▶ Text

⟨

It seems to me regrettable that these differences of detail should exist when the underlying statutory purpose is in each case exactly the same. Counsel for HMRC, Ms Susan Chan, who appeared on the hearing of the appeal but had not appeared below when HMRC were represented by a member of their in-house Appeals Unit, was unable to suggest any reason for the differences in wording. In many, if not most, IR35 cases both income tax and NIC will be in issue, and it greatly complicates the task of the tribunal dealing with the matter if the two different approaches have to be applied to the same underlying facts. In the absence of any intelligible reason for the differences, the added complication appears to be as pointless as it is burdensome. It is a measure of the care and conscientiousness with which Mr Hellier has discharged his task in the present case that he took the trouble to analyse the two tests, to perceive that they could not safely be treated as identical, and to apply each of them in turn when he came to construct the terms of the hypothetical contract.

19.

⟩

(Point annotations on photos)
⟨

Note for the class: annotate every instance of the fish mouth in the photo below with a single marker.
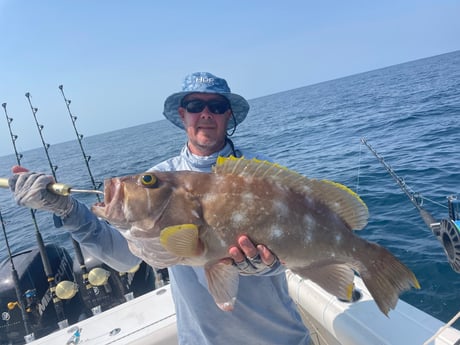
(112, 192)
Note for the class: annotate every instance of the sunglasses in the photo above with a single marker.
(215, 106)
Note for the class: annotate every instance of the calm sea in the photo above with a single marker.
(410, 113)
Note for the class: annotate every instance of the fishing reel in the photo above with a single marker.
(448, 233)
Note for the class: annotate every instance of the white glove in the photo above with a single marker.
(29, 190)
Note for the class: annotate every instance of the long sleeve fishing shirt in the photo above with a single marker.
(264, 312)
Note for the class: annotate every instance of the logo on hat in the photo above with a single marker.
(204, 80)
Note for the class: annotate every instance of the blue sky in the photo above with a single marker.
(119, 60)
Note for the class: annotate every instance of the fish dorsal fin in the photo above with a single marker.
(341, 199)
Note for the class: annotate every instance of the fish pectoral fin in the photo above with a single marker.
(223, 279)
(337, 279)
(182, 240)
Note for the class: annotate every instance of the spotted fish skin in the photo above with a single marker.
(193, 218)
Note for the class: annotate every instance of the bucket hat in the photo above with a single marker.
(206, 83)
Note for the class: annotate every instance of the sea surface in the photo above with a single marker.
(410, 113)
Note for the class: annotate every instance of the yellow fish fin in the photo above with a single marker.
(337, 279)
(341, 199)
(182, 240)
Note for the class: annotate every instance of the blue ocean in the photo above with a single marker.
(410, 113)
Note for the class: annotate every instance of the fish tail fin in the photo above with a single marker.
(385, 277)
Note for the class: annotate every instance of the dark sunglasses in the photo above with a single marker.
(217, 107)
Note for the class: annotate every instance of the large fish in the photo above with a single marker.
(192, 218)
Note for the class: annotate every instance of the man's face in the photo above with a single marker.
(205, 129)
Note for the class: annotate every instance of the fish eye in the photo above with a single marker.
(149, 180)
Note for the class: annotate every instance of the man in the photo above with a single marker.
(264, 312)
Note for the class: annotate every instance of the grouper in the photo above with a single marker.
(193, 218)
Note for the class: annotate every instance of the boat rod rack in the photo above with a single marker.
(447, 231)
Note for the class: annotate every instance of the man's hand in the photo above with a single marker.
(30, 190)
(251, 259)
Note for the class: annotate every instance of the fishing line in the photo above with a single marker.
(359, 167)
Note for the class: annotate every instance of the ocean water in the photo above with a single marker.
(410, 113)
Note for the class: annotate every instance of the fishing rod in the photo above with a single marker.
(101, 276)
(447, 231)
(17, 287)
(86, 157)
(57, 302)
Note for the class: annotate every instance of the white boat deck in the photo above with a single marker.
(150, 319)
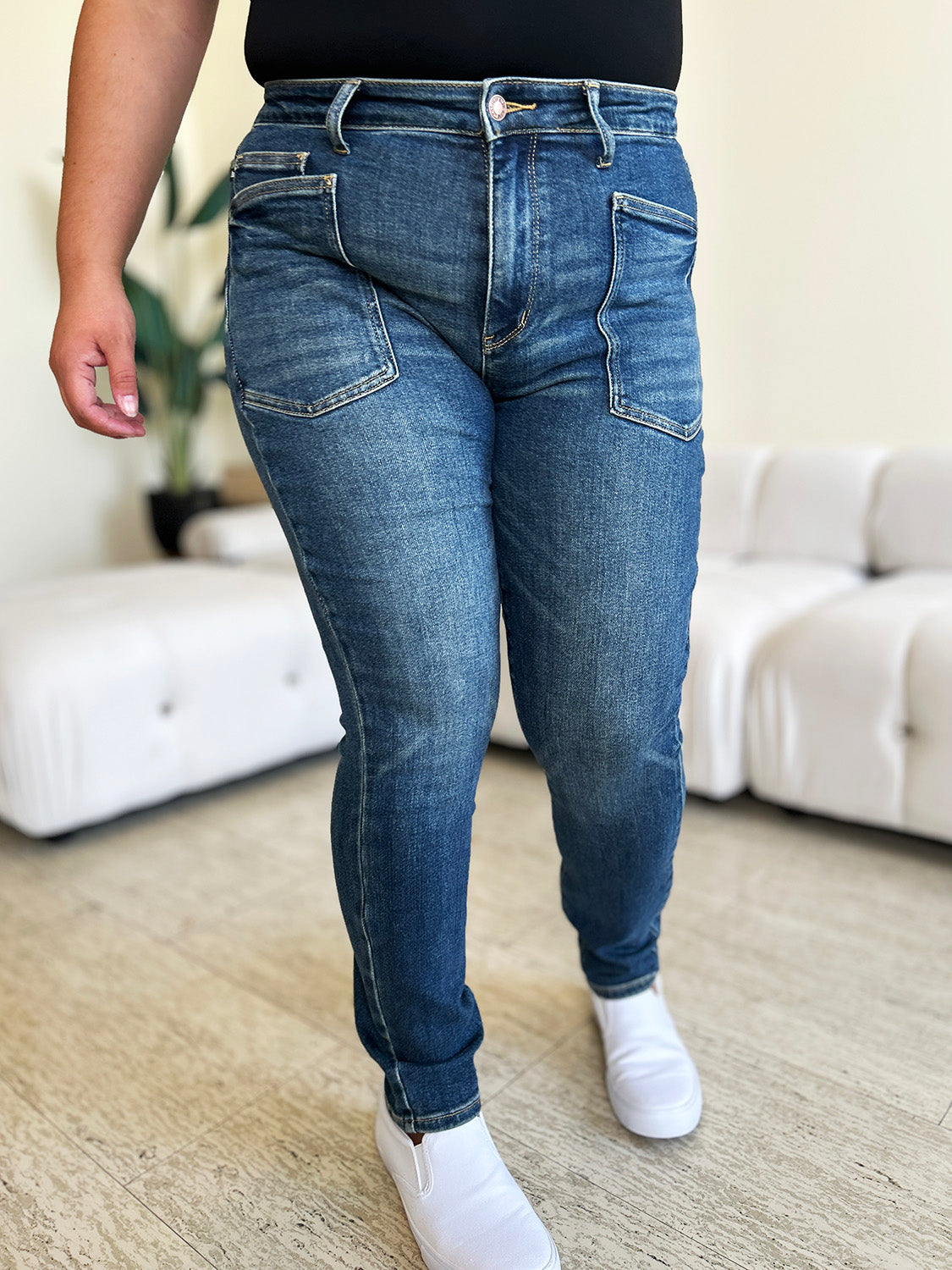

⟩

▶ Description of the task
Pick up the judgment excerpt on the IR35 income tax and NIC tests where it stops, and write the next paragraph.

▶ Answer to this exercise
I will also say that, if a choice were to be made between the two systems, I would regard the income tax approach as preferable. The problem with the NIC approach is that the “arrangements involving an intermediary” referred to in regulation 6(1)(b) cannot always be reformulated or collapsed into a notional contract between the worker and the client without a good deal of remoulding and evaluation of the surrounding circumstances, especially where (as in the present case) there is another party involved (such as DPP) and the arrangements include a chain of contracts with possibly conflicting provisions. In other words, the remoulding of the arrangements into a single notional contract will probably involve in practice very much the same process as the more open-textured income tax test expressly envisages.

The Decision

20.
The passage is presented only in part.